- **Working data**:

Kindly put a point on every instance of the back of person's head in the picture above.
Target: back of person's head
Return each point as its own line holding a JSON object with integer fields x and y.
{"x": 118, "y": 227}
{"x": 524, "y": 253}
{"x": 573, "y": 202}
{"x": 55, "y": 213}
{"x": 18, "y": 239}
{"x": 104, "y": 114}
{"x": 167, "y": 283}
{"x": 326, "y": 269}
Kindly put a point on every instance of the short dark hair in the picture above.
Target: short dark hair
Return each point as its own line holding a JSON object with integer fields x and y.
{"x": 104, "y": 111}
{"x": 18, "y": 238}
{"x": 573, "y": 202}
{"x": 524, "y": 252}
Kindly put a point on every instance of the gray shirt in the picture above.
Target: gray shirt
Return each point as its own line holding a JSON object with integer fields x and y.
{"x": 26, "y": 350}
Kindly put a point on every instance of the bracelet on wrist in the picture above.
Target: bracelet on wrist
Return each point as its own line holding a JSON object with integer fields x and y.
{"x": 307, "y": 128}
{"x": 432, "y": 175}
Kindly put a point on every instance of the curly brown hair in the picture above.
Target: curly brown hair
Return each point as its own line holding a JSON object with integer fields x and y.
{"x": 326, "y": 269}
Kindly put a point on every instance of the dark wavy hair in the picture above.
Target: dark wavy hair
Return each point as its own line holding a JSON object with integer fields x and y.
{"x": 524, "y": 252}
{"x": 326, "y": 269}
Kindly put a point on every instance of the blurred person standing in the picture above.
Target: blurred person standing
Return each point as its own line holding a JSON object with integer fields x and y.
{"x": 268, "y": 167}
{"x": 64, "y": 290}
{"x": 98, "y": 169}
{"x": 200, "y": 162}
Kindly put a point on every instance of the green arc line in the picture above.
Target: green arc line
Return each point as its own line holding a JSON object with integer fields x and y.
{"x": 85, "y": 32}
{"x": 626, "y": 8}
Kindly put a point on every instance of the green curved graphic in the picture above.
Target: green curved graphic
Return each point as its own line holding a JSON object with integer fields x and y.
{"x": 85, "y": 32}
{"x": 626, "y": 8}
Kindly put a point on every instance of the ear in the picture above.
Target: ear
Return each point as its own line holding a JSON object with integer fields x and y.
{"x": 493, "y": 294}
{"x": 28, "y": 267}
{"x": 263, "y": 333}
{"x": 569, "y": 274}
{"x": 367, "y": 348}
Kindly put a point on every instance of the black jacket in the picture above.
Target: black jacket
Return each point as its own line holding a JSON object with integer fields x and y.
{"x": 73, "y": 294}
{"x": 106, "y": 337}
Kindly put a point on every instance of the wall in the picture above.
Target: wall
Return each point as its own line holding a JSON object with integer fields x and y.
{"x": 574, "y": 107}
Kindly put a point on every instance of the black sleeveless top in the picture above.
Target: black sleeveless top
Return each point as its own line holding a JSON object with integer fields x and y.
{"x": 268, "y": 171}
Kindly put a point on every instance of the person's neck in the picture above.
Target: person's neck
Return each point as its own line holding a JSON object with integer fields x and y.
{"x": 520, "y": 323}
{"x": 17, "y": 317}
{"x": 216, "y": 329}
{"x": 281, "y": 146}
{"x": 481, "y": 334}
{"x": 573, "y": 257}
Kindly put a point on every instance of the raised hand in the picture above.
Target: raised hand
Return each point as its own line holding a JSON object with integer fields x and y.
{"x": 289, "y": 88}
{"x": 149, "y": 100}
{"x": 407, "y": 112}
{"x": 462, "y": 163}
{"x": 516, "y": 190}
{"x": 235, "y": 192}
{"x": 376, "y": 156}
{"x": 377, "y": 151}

- **What you have to do**: Can you render the lines from the one containing "Kindly put a point on every instance of the raised" through the end of the rows, inclusive, as a numbered list with blank lines omitted?

- **Complete response**:
1. Kindly put a point on every instance of the raised hand in the picture above.
2. Target: raised hand
3. Return each point as its own line holding a JSON object with integer fields x and y.
4. {"x": 289, "y": 88}
5. {"x": 149, "y": 100}
6. {"x": 407, "y": 112}
7. {"x": 462, "y": 163}
8. {"x": 516, "y": 190}
9. {"x": 235, "y": 192}
10. {"x": 376, "y": 156}
11. {"x": 377, "y": 151}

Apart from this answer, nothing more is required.